» **Set problem 1**
Answer these questions from the book review of Aristotle's Children:
(a) Which publisher issued the book, and in what year?
(b) In which city did Greek, Jewish and Arab scholars work side by side to translate Aristotle?
(c) Which three universities does the review name?
» **Set problem 2**
Print the stretch of the book review from "The author has" through "such an idea.", word for word.
» **Set problem 3**
Proceed with the review of Aristotle's Children, picking up after its last sentence.

» **Extracted text**
Aristotle’s Children: How Christians, Muslims, and Jews Rediscovered Ancient Wisdom and Illuminated the Dark Ages

By Richard E. Rubenstein, Harcourt Books, 2003.

At first glance, Aristotle’s Children: How Christians, Muslims, and Jews Rediscovered Ancient Wisdom and Illuminated the Dark Ages is a book about church history. The back cover includes this description: “The astonishing story of revelation and transformation in the Middle Ages.  When Aristotle’s lost works were translated and available once again, the medieval world was galvanized, the Church and the universities were forever changed, and the stage was set for the Renaissance.” Rubenstein’s well-documented work, however, is much more than another study of the forces that paved the way for the Renaissance and the modern period following it.

The author has a clear agenda: to plead for the reunion of faith and reason in our present secularized culture. He begins with a brief, non-technical history lesson, observing that in Aristotle’s day separating reason from faith (the religious world at that time) was not only unthinkable, but would have been deemed utterly foolish had anyone proposed such an idea.

Rubenstein contrasts this perspective with modern thinking that places science and reason outside the realm of religious faith and removes faith from the public square, confining it to expressions of individual piety.  He argues that this separation of reason and faith has been tragic, and states that “a [postmodern] world hungry for wholeness yearns” for their reunion. He introduces readers to “Aristotle’s children,” those who were privileged to be a part of the re-discovery, translation and communication of Aristotle’s writings to a world that had grown tired of papal authority and the irrelevancy of the Catholic Church.

Through the book, we find Aristotle’s children in various places at various times.  They gathered in Toledo, Spain, where Greek, Jewish and Arab scholars labored side-by-side in the 12th and 13th centuries to translate Aristotle’s classic works. They were influential faculty members in the emerging universities—Bologna, Paris, Oxford.  Rubenstein retells familiar stories from this vantage point, such as the famous medieval love affair between Abelard and Heloise, or the heretical Cathari. Individuals we expect to find in this family tree—Roger  Bacon, who helped to develop the scientific method, and the scholastic theologian, Thomas Aquinas—are given their due consideration as well.

» **Record list**
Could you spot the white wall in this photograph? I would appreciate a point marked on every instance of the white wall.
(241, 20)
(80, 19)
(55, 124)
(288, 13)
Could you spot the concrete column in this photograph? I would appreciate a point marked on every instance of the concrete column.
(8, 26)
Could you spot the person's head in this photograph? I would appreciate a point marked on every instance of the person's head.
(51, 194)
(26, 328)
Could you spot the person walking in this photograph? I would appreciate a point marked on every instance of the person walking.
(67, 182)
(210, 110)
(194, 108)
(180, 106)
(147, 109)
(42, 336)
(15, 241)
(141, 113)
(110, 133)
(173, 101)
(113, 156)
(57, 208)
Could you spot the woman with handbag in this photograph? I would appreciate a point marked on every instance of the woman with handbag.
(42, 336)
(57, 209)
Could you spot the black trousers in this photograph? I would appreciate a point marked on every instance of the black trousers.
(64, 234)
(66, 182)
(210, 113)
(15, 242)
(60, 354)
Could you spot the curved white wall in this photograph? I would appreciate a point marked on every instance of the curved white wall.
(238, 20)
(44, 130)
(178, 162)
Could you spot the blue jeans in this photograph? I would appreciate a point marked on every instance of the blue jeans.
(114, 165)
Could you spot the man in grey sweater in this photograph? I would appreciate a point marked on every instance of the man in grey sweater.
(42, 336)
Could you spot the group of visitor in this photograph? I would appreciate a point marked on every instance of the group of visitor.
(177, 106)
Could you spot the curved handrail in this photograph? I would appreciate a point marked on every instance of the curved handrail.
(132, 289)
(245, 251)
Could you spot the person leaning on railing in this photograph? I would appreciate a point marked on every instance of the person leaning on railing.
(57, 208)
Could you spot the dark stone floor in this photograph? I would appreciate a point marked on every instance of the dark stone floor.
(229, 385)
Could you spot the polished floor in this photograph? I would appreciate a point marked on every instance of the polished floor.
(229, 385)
--
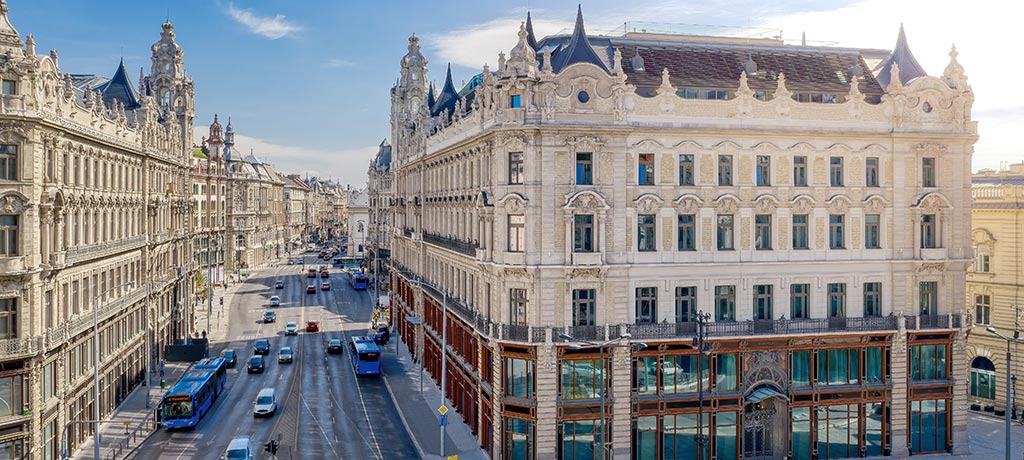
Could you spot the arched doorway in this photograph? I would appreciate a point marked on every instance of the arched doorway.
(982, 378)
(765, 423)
==
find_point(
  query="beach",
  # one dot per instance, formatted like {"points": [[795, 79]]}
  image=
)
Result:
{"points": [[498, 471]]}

» **Task answer 1**
(a) Harcourt Books, 2003.
(b) Toledo, Spain.
(c) Bologna, Paris and Oxford.

» **Task answer 2**
The author has a clear agenda: to plead for the reunion of faith and reason in our present secularized culture. He begins with a brief, non-technical history lesson, observing that in Aristotle’s day separating reason from faith (the religious world at that time) was not only unthinkable, but would have been deemed utterly foolish had anyone proposed such an idea.

» **Task answer 3**
One of the more helpful insights Rubenstein develops is the relationship between the medieval Catholic Church and the Aristotelian renaissance. He rightfully objects to the over-simplistic characterization of the medieval Church as being opposed to anything scientific or tied to rational thought. Yes, the Catholic Church did condemn Galileo for challenging the Church’s centuries-old, earth-centered model of the universe, and did at times ban the reading, translation and use of Aristotle’s works in the universities. The Church went so far as to implement the Inquisition to deal with what it deemed heretic thinking.

On the other hand, as the author notes, the universities themselves were creations of the Catholic Church, For example, Abelard was an abbot and Thomas Aquinas a celebrated Catholic scholar. Regarding the Renaissance itself, centuries later, it is thus no surprise that the (Christian!) humanist Erasmus and Italy’s Michelangelo and Leonardo da Vinci were directly connected to the Catholic Church. In addition, many Renaissance popes were patrons of the arts.

Rubenstein’s thesis that reason and faith need not stand in opposition is a welcome challenge to the current state of affairs in which, as he puts it, “Science, deprived of its connection with religious faith, has become increasingly technical and ‘value-free,’ while religious commitments, cut loose from their naturalistic moorings, seem increasingly a matter of arbitrary ‘instincts’ or tastes.”

When it comes to practical relevance, the author is content to simply challenge the status quo, leaving the reader to speculate how, specifically, reason and faith can be rejoined for a postmodern culture. The challenge is effective. One cannot help but feel incensed that our modern culture has gotten away with separating rational thought from religious faith!

Evangelical Christians have often been labeled as obscurantist—being in the dark and keeping others in the dark. Unfortunately, anecdotal evidence abounds for this pejorative assessment. Evangelical leaders today can take heart from Rubenstein’s thesis and historical survey. His writings support the notion that one can be an evangelical believer—with a high view of Scripture—and have a faith that enlightens rather than obscures the world around us.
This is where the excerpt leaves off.